• Teks Bacaan:
Pendapat pertama, menyatakan bahwa UUP menyatakan bahwa UUP bermaksud menggantikan hukum perkawinan penjajah Belanda, bentuk-bentuk putusnya perkawinan dalam BW, HOCI dan lain-lain tidak berlaku lagi.[6] Pendapat kedua, menyatakan bahwa harus diakui bahwa UUP memerlukan pengembangan kelembagaan dengan memakai asas “kemanfaatan”. Demikian pula tentang alasan perceraian.[7] Dalam kaitannya dengan perkawinan campuran, karena rumusan Pasal 66 UUP, maka selayaknya dilakukan studi perbandingan antara UUP (khususnya ketentuan Bab XII Bagian Ketiga Perkawinan Campuran) dengan GHR (S. 1898 No. 158). Dari pengkajian perbandingan dapat ditegaskan bahwa Pasal 6 GHR yang mengatur tata cara pelaksanaan perkawinan campuran, belum diatur oleh UUP dan peraturan pelaksanaannya. Sehingga (dalam rangka pelaksanaan UUP) Pasal 6 GHR masih berlaku. Dalam UUP, proses pelaksanaan perkawinan campuran diatur dalam Pasal 60 yang kurang tegas. Karena UUP tidak menentukan, maka atas dasar ketentuan Pasal 66 UUP, pelangsungan perkawinan campuran masih tetap didasarkan atas ketentuan Pasal 6 GHR, dalam rangka mengatasi problem perkawinan campuran sesama WNI sebagai masalah HATAH intern Peraturan Menteri Agama No. 3 Tahun 1975 tentang “Kewajiban Pegawai Pencatat Nikah dan Tata Kerja Pengadilan Agama dalam Pelaksanaan Peraturan Perundang-undangan Perkawinan bagi yang Beragama Islam” dan keputusan Menteri Agama No. 4 Tahun 1975 tentang Model Surat/Akta sebagai Sarana Proses Pencatatan dan Bukti Nikah. Ketentuan pasal 2 ayat (1) dan Bab XII Bagian Ketiga tentang Perkawinan Campuran. Hal tersebut akan terlihat pada praktek dan pelaksanaan perkawinan antar pemeluk agama yang berbeda yang dibicarakan dalam Bab VI.

(Entri penunjukan dan pelabelan)
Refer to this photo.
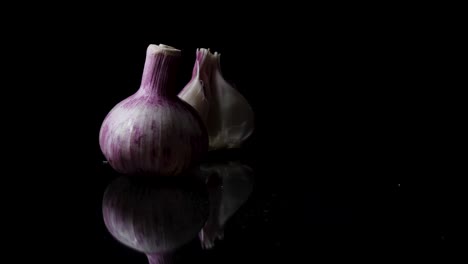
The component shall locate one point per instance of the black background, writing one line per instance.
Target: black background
(347, 107)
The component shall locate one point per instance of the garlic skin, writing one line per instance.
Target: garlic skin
(227, 115)
(153, 132)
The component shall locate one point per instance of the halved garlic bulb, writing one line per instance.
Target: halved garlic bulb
(227, 115)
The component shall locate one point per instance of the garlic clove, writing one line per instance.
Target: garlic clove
(231, 118)
(226, 113)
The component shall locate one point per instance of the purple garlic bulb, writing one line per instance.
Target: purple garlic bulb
(153, 132)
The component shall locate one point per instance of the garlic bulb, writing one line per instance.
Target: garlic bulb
(227, 115)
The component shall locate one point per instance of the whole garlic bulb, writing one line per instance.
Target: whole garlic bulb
(227, 115)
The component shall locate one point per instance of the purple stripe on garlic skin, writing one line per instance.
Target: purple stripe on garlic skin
(153, 132)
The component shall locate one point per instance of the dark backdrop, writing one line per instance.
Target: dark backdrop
(347, 108)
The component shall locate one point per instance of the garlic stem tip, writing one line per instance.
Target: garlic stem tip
(164, 49)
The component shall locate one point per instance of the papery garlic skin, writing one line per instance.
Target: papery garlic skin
(226, 113)
(153, 132)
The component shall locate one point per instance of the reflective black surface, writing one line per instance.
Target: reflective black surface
(344, 113)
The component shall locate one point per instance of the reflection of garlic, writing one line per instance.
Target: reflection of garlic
(226, 113)
(229, 186)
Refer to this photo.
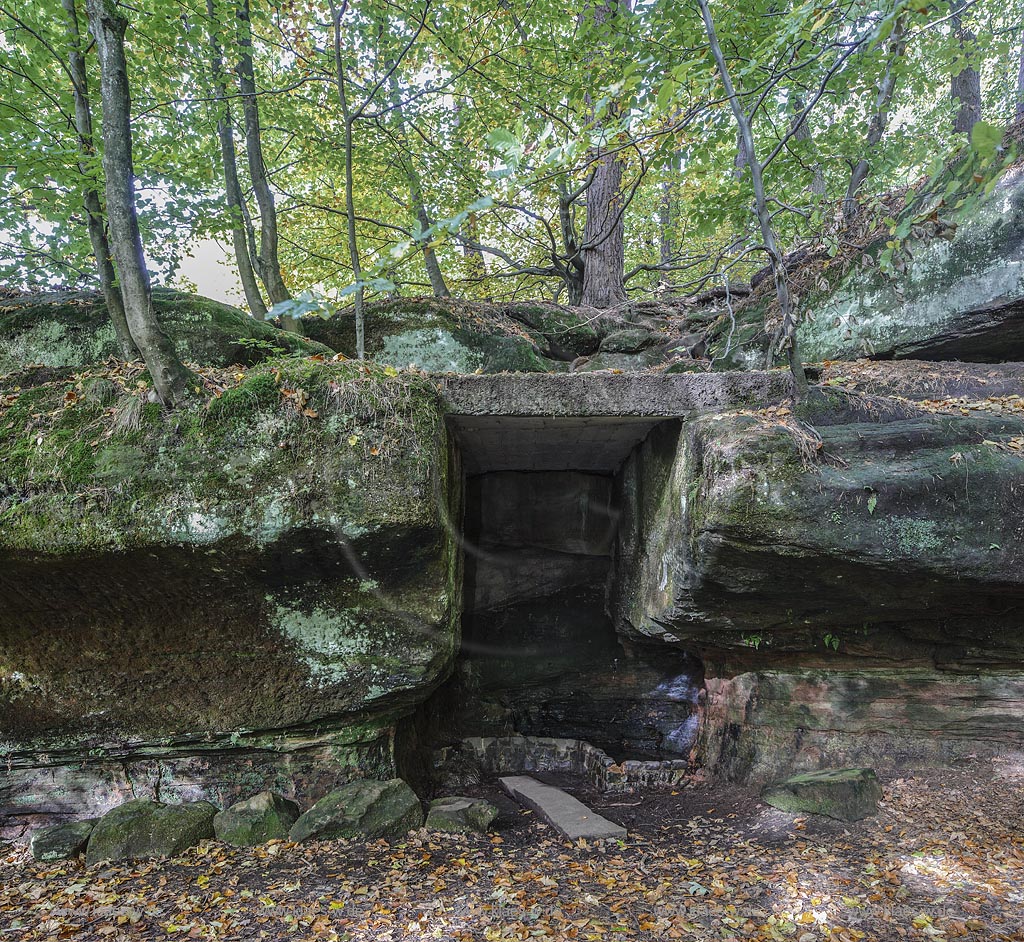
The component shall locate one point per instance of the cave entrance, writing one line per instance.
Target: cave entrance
(543, 531)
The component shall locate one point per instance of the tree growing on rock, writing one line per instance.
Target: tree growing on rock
(170, 377)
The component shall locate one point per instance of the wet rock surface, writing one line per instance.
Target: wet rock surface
(61, 842)
(142, 828)
(263, 817)
(363, 809)
(847, 795)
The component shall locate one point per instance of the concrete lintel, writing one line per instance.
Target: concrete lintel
(594, 394)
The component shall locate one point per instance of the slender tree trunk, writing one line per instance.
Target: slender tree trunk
(802, 132)
(268, 265)
(353, 248)
(228, 159)
(966, 85)
(169, 375)
(667, 249)
(1020, 86)
(880, 118)
(572, 268)
(603, 250)
(93, 207)
(786, 336)
(416, 196)
(742, 158)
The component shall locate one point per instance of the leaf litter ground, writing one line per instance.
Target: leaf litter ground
(943, 859)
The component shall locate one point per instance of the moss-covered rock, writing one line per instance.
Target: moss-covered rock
(459, 814)
(363, 809)
(958, 298)
(263, 817)
(436, 336)
(267, 574)
(144, 828)
(847, 795)
(61, 842)
(65, 329)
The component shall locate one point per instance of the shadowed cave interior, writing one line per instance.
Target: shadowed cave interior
(541, 655)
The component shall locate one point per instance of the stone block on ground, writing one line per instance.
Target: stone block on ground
(263, 817)
(62, 841)
(847, 795)
(461, 814)
(145, 828)
(566, 814)
(363, 809)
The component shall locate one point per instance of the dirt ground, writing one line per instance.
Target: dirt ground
(943, 859)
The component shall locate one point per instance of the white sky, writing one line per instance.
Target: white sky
(210, 268)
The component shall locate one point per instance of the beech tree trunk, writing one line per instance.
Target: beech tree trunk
(880, 118)
(785, 338)
(353, 249)
(169, 375)
(603, 252)
(93, 206)
(966, 85)
(802, 132)
(268, 265)
(229, 165)
(416, 203)
(1020, 85)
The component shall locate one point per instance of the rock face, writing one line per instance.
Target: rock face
(60, 842)
(461, 815)
(958, 299)
(541, 656)
(67, 329)
(847, 795)
(232, 597)
(144, 828)
(263, 817)
(363, 809)
(856, 602)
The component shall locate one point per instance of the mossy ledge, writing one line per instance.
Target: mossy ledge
(251, 589)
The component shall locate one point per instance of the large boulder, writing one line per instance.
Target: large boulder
(847, 795)
(60, 842)
(242, 594)
(143, 828)
(850, 573)
(363, 809)
(73, 329)
(436, 336)
(954, 299)
(459, 814)
(263, 817)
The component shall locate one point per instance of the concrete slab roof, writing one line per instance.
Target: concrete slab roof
(585, 421)
(587, 394)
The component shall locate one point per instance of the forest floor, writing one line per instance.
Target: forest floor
(943, 859)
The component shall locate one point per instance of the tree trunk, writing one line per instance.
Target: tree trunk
(802, 132)
(416, 196)
(232, 189)
(1020, 86)
(966, 85)
(93, 207)
(786, 336)
(268, 265)
(169, 375)
(880, 119)
(572, 266)
(353, 248)
(665, 219)
(603, 252)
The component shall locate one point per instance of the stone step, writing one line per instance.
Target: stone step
(560, 810)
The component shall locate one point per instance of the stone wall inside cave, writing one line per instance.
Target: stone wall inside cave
(541, 656)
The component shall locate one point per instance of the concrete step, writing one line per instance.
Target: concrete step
(560, 810)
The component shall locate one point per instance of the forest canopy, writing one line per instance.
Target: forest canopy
(510, 150)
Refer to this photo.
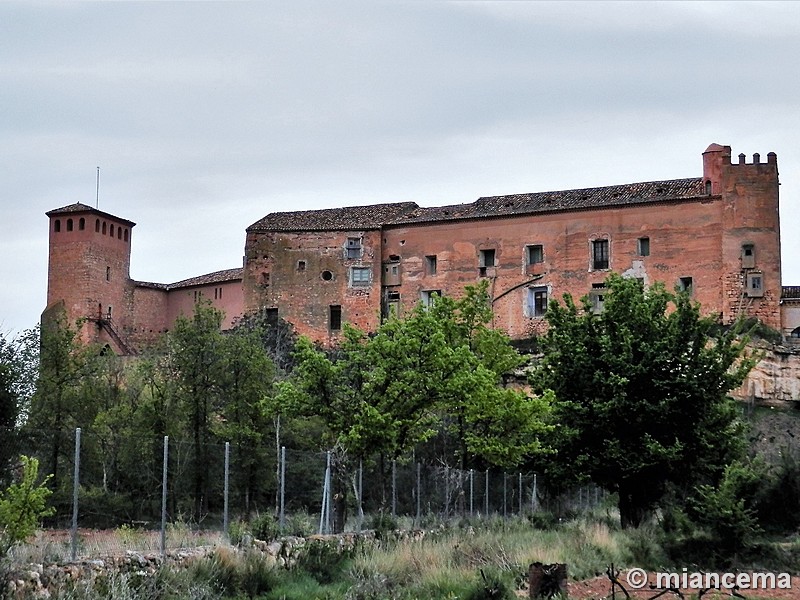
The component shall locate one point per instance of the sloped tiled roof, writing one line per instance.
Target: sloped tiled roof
(407, 213)
(581, 199)
(80, 207)
(334, 219)
(207, 279)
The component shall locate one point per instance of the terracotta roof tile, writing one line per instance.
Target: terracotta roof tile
(207, 279)
(79, 207)
(587, 198)
(334, 219)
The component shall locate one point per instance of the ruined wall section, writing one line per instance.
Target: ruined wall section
(751, 277)
(304, 274)
(684, 241)
(89, 270)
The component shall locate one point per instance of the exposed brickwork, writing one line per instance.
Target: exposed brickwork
(356, 264)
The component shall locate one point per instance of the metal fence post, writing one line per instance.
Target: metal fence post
(394, 488)
(283, 489)
(471, 492)
(225, 492)
(75, 486)
(419, 493)
(164, 498)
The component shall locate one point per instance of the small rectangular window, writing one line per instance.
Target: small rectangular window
(755, 285)
(487, 258)
(599, 254)
(334, 317)
(535, 254)
(360, 276)
(537, 302)
(427, 297)
(685, 284)
(353, 248)
(430, 264)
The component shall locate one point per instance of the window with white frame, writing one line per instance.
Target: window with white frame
(360, 276)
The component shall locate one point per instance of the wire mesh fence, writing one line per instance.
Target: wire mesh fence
(114, 494)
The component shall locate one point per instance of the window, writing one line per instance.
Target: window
(597, 297)
(427, 297)
(534, 254)
(360, 276)
(685, 284)
(486, 258)
(353, 248)
(334, 317)
(599, 254)
(755, 285)
(536, 302)
(430, 264)
(748, 256)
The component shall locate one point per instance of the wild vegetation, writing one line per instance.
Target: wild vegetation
(633, 399)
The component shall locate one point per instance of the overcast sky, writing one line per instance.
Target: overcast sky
(204, 117)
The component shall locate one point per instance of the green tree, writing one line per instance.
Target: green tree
(22, 505)
(642, 394)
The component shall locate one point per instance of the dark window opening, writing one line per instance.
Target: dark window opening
(487, 258)
(644, 246)
(353, 248)
(599, 254)
(537, 301)
(360, 276)
(535, 254)
(685, 284)
(427, 297)
(430, 264)
(334, 317)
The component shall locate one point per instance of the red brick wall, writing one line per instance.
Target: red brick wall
(301, 294)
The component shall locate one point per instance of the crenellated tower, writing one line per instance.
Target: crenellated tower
(89, 272)
(751, 249)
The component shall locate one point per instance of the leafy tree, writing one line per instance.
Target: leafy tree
(641, 394)
(22, 505)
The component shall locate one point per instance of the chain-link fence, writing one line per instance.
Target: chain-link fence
(113, 494)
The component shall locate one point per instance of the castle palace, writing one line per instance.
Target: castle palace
(716, 236)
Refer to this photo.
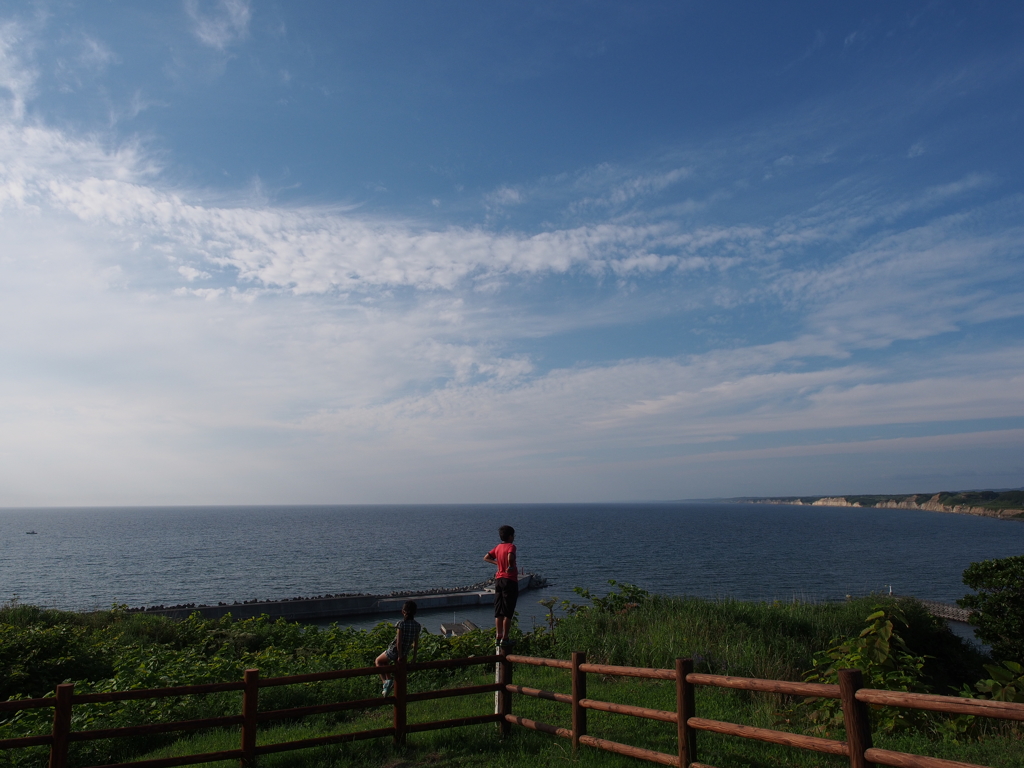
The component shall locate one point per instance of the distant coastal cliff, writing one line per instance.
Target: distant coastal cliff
(1005, 505)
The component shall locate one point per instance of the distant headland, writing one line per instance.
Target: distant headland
(1006, 505)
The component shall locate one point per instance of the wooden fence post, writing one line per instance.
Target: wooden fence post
(685, 709)
(400, 677)
(579, 692)
(61, 725)
(855, 717)
(503, 697)
(250, 706)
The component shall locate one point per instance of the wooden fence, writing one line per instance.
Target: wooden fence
(62, 736)
(854, 699)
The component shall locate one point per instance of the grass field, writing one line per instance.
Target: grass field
(764, 640)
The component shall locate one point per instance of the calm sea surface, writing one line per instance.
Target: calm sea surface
(91, 558)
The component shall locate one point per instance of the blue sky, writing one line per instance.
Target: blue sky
(268, 252)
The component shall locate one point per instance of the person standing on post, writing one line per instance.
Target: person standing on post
(506, 584)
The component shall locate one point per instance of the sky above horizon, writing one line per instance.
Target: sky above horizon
(327, 253)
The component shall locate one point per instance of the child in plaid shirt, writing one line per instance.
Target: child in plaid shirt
(409, 630)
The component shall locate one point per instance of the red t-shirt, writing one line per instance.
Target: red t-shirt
(501, 554)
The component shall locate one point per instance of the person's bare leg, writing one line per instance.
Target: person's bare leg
(383, 660)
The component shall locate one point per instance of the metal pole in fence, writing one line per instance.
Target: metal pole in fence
(400, 680)
(250, 706)
(579, 692)
(685, 709)
(855, 717)
(61, 725)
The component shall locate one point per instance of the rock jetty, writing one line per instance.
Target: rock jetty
(327, 607)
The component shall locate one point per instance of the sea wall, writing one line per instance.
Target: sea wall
(331, 607)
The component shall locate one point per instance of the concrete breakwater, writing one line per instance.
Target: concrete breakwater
(327, 607)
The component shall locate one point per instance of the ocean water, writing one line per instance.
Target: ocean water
(93, 557)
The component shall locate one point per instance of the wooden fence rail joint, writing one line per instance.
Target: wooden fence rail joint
(853, 697)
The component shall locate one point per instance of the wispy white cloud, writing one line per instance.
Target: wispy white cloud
(265, 352)
(16, 78)
(221, 26)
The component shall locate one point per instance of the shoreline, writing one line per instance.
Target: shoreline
(326, 607)
(932, 505)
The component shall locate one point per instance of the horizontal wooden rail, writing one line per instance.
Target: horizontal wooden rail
(137, 693)
(23, 741)
(209, 757)
(784, 738)
(320, 677)
(820, 690)
(468, 690)
(27, 704)
(637, 712)
(452, 664)
(538, 693)
(532, 725)
(455, 723)
(335, 738)
(902, 760)
(154, 728)
(299, 712)
(644, 672)
(559, 664)
(632, 752)
(953, 705)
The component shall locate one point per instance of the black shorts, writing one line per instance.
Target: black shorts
(506, 595)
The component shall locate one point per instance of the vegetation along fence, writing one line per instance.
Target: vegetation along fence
(854, 698)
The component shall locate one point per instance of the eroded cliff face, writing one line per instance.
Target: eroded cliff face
(932, 505)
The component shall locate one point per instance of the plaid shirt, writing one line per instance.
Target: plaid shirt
(410, 634)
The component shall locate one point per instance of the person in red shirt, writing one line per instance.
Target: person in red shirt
(506, 584)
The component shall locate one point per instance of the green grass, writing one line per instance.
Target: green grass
(767, 640)
(482, 745)
(764, 640)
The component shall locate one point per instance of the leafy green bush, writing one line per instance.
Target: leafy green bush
(886, 662)
(998, 605)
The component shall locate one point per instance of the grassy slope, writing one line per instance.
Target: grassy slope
(748, 639)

• Tugas Latihan: Kembalikan seluruh teks tentang perkawinan campuran di atas persis sama, tanpa mengubah satu kata atau tanda baca pun.

• Jawaban Latihan:
Pendapat pertama, menyatakan bahwa UUP menyatakan bahwa UUP bermaksud menggantikan hukum perkawinan penjajah Belanda, bentuk-bentuk putusnya perkawinan dalam BW, HOCI dan lain-lain tidak berlaku lagi.[6] Pendapat kedua, menyatakan bahwa harus diakui bahwa UUP memerlukan pengembangan kelembagaan dengan memakai asas “kemanfaatan”. Demikian pula tentang alasan perceraian.[7] Dalam kaitannya dengan perkawinan campuran, karena rumusan Pasal 66 UUP, maka selayaknya dilakukan studi perbandingan antara UUP (khususnya ketentuan Bab XII Bagian Ketiga Perkawinan Campuran) dengan GHR (S. 1898 No. 158). Dari pengkajian perbandingan dapat ditegaskan bahwa Pasal 6 GHR yang mengatur tata cara pelaksanaan perkawinan campuran, belum diatur oleh UUP dan peraturan pelaksanaannya. Sehingga (dalam rangka pelaksanaan UUP) Pasal 6 GHR masih berlaku. Dalam UUP, proses pelaksanaan perkawinan campuran diatur dalam Pasal 60 yang kurang tegas. Karena UUP tidak menentukan, maka atas dasar ketentuan Pasal 66 UUP, pelangsungan perkawinan campuran masih tetap didasarkan atas ketentuan Pasal 6 GHR, dalam rangka mengatasi problem perkawinan campuran sesama WNI sebagai masalah HATAH intern Peraturan Menteri Agama No. 3 Tahun 1975 tentang “Kewajiban Pegawai Pencatat Nikah dan Tata Kerja Pengadilan Agama dalam Pelaksanaan Peraturan Perundang-undangan Perkawinan bagi yang Beragama Islam” dan keputusan Menteri Agama No. 4 Tahun 1975 tentang Model Surat/Akta sebagai Sarana Proses Pencatatan dan Bukti Nikah. Ketentuan pasal 2 ayat (1) dan Bab XII Bagian Ketiga tentang Perkawinan Campuran. Hal tersebut akan terlihat pada praktek dan pelaksanaan perkawinan antar pemeluk agama yang berbeda yang dibicarakan dalam Bab VI.